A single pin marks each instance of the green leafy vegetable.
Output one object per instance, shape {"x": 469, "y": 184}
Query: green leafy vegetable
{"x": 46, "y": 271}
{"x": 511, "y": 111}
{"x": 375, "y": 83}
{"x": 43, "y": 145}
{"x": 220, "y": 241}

++++++++

• Schriftliche Aufgabe
Gib bitte sämtliche Zeilen der obigen Daten erneut aus, die einleitenden eingeschlossen, und verschiebe dabei jeden x- und y-Wert in den Ergebniszeilen um 123. Die Werte in der Formatvorgabe bleiben unverändert.

• Vollständige Ausgabe
A single pin marks each instance of the green leafy vegetable.
Output one object per instance, shape {"x": 469, "y": 184}
Query: green leafy vegetable
{"x": 169, "y": 394}
{"x": 634, "y": 234}
{"x": 498, "y": 206}
{"x": 166, "y": 268}
{"x": 343, "y": 364}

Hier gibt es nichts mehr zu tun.